[Entries from a point annotation set]
(begin)
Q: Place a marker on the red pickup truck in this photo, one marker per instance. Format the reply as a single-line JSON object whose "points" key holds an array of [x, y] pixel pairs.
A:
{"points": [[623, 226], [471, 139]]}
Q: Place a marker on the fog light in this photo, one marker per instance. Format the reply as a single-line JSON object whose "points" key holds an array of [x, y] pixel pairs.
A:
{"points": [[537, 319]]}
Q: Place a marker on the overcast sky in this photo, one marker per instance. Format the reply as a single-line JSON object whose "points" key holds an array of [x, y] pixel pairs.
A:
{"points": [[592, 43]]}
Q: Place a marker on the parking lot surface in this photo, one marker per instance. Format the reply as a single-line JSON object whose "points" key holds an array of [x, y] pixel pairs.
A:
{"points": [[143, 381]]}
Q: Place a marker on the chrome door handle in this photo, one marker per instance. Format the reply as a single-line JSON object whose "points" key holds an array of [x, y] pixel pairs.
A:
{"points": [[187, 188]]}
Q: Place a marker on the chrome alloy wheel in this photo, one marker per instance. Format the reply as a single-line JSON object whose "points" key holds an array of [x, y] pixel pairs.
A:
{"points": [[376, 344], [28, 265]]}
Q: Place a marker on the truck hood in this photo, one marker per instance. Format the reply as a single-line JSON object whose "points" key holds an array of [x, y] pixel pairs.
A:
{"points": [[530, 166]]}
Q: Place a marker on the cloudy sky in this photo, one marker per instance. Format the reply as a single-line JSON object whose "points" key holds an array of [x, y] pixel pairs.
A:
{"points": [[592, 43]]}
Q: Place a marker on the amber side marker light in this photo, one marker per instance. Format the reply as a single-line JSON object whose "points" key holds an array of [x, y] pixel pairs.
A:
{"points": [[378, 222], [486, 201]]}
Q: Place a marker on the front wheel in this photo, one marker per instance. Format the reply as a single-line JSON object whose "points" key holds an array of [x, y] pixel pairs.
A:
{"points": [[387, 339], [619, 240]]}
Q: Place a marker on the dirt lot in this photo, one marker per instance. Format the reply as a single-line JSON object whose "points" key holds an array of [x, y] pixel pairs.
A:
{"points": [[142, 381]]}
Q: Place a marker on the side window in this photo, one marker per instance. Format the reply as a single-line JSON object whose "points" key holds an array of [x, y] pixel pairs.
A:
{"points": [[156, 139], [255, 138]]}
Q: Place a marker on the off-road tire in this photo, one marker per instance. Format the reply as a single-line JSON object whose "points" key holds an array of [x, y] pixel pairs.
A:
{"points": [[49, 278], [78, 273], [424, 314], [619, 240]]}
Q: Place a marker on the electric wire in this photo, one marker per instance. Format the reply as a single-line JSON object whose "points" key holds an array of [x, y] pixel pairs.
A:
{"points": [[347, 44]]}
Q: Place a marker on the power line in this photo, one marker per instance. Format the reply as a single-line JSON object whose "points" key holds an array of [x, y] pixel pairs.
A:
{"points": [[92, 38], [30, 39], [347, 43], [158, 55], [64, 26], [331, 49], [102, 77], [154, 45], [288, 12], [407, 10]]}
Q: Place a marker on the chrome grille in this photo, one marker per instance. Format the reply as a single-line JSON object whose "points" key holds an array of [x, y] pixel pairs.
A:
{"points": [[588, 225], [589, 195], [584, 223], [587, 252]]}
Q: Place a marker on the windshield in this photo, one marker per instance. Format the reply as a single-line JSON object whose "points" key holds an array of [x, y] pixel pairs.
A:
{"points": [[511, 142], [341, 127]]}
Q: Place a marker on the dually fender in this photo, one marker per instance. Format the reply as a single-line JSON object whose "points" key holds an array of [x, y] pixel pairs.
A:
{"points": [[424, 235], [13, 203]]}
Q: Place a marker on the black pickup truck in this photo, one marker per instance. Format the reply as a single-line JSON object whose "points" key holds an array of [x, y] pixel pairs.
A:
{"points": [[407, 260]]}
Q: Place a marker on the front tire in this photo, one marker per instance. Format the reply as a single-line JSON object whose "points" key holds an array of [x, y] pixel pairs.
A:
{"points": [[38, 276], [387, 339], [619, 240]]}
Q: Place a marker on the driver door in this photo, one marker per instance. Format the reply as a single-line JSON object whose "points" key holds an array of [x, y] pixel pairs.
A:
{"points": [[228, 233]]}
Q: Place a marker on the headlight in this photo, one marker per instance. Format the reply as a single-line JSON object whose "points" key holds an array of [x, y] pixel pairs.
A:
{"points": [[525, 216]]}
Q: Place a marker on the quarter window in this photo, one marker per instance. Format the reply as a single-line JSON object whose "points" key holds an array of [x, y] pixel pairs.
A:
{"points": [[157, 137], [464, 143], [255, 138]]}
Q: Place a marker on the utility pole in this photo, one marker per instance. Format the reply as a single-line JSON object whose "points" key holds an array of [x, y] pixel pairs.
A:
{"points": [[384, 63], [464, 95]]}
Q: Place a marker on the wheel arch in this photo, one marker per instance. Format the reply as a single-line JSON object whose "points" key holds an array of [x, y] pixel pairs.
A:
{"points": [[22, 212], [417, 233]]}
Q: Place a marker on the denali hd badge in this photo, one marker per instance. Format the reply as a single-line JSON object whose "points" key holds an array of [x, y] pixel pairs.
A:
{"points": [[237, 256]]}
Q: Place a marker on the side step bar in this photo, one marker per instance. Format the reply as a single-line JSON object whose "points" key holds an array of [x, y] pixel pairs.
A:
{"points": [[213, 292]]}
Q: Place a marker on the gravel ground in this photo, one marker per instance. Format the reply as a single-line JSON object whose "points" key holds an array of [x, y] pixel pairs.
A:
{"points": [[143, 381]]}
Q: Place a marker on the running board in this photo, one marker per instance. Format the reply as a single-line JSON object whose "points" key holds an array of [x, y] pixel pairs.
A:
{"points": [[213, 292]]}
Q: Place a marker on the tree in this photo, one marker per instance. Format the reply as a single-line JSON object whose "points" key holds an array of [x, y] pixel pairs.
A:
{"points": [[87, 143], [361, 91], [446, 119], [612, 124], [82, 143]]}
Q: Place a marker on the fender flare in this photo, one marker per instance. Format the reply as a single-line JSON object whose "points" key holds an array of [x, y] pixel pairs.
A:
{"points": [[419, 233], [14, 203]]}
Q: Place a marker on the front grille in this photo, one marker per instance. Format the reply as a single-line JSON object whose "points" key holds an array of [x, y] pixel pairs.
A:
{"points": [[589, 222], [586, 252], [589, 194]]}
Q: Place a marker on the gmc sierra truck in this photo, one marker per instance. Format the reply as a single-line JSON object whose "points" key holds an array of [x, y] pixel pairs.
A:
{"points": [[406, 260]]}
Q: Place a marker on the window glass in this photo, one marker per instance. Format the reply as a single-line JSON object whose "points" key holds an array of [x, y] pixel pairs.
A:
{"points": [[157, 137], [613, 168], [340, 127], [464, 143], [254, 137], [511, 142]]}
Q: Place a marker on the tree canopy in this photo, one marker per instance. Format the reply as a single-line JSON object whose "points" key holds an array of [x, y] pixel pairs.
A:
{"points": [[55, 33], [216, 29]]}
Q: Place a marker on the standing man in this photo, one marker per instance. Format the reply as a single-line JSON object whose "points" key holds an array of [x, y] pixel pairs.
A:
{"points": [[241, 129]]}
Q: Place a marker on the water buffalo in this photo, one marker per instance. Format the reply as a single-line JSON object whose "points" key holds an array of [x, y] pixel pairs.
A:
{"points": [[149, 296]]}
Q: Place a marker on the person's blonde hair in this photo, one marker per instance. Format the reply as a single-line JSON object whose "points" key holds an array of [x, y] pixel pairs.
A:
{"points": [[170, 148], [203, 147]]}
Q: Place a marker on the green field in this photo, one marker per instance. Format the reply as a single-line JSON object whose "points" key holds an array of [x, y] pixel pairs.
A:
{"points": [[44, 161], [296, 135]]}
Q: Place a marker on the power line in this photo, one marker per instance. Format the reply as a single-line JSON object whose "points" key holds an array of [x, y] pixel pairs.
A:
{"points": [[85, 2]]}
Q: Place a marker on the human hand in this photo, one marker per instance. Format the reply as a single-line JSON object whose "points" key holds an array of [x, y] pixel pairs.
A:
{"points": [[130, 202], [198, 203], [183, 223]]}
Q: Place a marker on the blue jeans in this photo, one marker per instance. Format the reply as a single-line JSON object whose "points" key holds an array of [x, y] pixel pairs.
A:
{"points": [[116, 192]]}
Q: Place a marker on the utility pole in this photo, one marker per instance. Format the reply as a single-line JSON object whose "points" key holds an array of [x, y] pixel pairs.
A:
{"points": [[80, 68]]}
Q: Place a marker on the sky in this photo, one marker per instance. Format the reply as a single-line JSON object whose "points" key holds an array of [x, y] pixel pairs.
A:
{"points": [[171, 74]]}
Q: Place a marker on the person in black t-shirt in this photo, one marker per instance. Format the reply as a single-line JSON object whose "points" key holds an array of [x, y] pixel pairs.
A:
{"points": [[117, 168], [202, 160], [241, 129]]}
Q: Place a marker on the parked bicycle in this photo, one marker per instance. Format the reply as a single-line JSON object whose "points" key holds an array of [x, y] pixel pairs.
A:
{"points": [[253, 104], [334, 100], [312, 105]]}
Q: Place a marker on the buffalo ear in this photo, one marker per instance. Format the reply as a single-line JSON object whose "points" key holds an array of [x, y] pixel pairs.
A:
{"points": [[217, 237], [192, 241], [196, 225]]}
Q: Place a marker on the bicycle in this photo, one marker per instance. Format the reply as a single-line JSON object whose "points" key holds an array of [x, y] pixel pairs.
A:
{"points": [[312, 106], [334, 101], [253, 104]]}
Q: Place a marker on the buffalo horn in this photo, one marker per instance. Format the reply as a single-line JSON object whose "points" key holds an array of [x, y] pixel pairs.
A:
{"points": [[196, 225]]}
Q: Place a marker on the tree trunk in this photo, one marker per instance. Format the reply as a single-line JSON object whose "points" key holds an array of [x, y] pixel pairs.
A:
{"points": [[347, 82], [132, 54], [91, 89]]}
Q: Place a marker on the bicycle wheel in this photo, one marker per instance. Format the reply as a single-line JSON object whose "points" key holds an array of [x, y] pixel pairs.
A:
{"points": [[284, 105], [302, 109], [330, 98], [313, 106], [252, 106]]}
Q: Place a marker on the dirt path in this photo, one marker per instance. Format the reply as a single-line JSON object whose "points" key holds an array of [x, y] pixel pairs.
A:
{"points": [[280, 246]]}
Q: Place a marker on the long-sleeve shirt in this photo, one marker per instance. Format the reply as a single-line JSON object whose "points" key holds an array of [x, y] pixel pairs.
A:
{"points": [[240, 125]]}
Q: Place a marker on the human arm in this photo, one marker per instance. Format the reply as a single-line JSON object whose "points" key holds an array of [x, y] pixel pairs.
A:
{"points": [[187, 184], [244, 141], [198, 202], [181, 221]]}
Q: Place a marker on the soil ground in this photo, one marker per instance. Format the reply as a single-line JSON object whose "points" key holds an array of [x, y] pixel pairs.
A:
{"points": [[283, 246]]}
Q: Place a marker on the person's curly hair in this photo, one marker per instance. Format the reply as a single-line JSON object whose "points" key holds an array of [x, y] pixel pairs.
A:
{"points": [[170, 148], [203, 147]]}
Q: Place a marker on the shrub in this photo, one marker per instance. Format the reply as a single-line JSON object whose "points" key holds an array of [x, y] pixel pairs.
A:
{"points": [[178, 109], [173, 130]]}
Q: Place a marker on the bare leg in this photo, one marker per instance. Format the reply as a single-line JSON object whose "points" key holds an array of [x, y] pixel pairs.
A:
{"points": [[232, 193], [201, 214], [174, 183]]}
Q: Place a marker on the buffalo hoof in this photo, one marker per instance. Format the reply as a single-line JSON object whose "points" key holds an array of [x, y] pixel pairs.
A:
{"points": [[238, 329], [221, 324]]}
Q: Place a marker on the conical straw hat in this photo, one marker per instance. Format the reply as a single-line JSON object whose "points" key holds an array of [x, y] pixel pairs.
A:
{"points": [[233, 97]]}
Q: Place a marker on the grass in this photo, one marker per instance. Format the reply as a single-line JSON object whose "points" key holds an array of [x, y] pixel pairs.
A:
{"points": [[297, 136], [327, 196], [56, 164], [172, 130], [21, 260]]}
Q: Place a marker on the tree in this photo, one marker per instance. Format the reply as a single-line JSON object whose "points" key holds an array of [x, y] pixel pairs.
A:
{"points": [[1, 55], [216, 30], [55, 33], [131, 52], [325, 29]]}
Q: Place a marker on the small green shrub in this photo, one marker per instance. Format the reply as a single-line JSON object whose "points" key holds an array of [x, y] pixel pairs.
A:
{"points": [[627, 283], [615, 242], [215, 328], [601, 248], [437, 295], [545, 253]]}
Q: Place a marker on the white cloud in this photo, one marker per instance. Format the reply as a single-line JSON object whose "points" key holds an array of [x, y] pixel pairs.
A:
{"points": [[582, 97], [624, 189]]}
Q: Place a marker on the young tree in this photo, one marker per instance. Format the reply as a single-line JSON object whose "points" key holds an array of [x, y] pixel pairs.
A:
(end)
### Job
Retype only the lines running from the line with "Q: Place a marker on the small" to the end of the listing, including both of those lines.

### Written reply
Q: Place a marker on the small green shrub in this photo, one marker per instance. Format the reply as a single-line JSON object whose "points" key holds an array of [x, y] pixel pairs.
A:
{"points": [[627, 283], [615, 242], [215, 328], [601, 248], [437, 295], [545, 253]]}
Q: Place a marker on the white cloud in this photo, one marker per instance. Format the reply as a single-line JSON object whose "points" key holds an array of [x, y] pixel pairs.
A:
{"points": [[582, 97], [624, 189]]}
Q: Place a marker on the young tree in this photo, one marker per instance. Format the reply as a single-line JSON object whose "points" key holds an array of [x, y] pixel pairs.
A:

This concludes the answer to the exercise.